Поль Гоген когда-то заметил: «Нет искусства, если нет преображения». Художник-живописец, преображая свой объект, создает последнюю версию творения. Композитор, создав сочинение, — ждет. Он ждет звуковой реализации, а значит — неизбежного преобразования, творящего соучастия иного «Я». И если говорить о рождении Искусства, то следует говорить о таком преобразовании, на которое способна воля, отмеченная озарением личностного чувствования объекта, талантом неповторимого прочтения. Здесь-то и вырастает гигантская проблема соучастия — реального воспроизведения, способного разрушить, вознести, или скудно, но, как говориться, «стилистически верно» изложить канву созданного композитором.
Это случилось в 1822 году. Одиннадцатилетний Лист играл в Вене, и на один из концертов пришел Бетховен. Пришел не случайно: он получил приглашение от Адама Листа — отца вундеркинда — и откликнулся. Быть может, он вспомнил сам себя в детстве и собственную раннюю славу, быть может, просто заметил общественную суету вокруг чудо-ребенка, быть может, его ученик Черни подал сигнал о совершенно особенном явлении, но как бы то ни было, это весьма необычный для него жест. Глубоко больной, уже совершенно глухой, постоянно погруженный в собственный звуковой мир, начавший как раз в ту пору вынашивать свою Missa solemnis, Бетховен дал себе труд прийти. Он не мог слышать происходящего. По свидетельству биографов, сел так, чтобы видеть руки пианиста и клавиатуру, и понял все. После концерта он тяжело поднялся на подиум, подошел к мальчику, обнял его, прижал к себе и поцеловал.

Что требуется:
A. Изложите короче абзац фрагмента, начинающийся словами «Это случилось в 1822 году», сохранив его основные факты.
B. Продолжите фрагмент о Листе и Бетховене, начав сразу после его последнего предложения.

Исходные данные:
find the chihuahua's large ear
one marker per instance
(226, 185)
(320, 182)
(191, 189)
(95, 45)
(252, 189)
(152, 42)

Ответы к заданию:
A. В 1822 году одиннадцатилетний Лист выступал в Вене, и Бетховен по приглашению Адама Листа, отца мальчика, пришел на один из концертов. Для него это был весьма необычный поступок: тяжелобольной и совершенно глухой, он как раз тогда начал вынашивать замысел Missa solemnis. Не слыша музыки, Бетховен, по свидетельству биографов, сел так, чтобы видеть руки пианиста и клавиатуру, и понял все. После концерта он поднялся на подиум, обнял и поцеловал мальчика.

B.
В теологических дебатах, в частности, фиксируется латинский догмат, означающий «более чем завершенное». Отвлекаясь от источника, породившего данную фиксацию, скажу, что определение это замечательным образом налагается на блистательное фортепианное наследие Шумана. «Более чем завершенное» (Donum divinitus datum supranaturale et admirabile) — это не просто «прошедшее время». «Более чем завершенное» — это прошедшее сквозь время и включенное в перечень опорных колонн исторической памяти человечества. Все созданное этим поэтом звуков (и слова!) в 30 е годы позапрошлого столетия стало одной из вечных вершин фортепианного наследия. Он рядом с Шопеном — нашим первым (мартовским) юбиляром, он рядом с Листом, к юбилейной дате которого мы идем, он рядом со многими другими, не создавшими наследия, к которому можно было бы добавить титул «более чем завершенное». Но он вне сравнения даже с равновеликими в силу абсолютной единственности.
Мы прощаемся с первым десятилетием XXI века. Кажется, что в ходе минувшей декады лет мы изжили в себе чувство принадлежания к прошлому столетию и ощутили себя людьми нового века.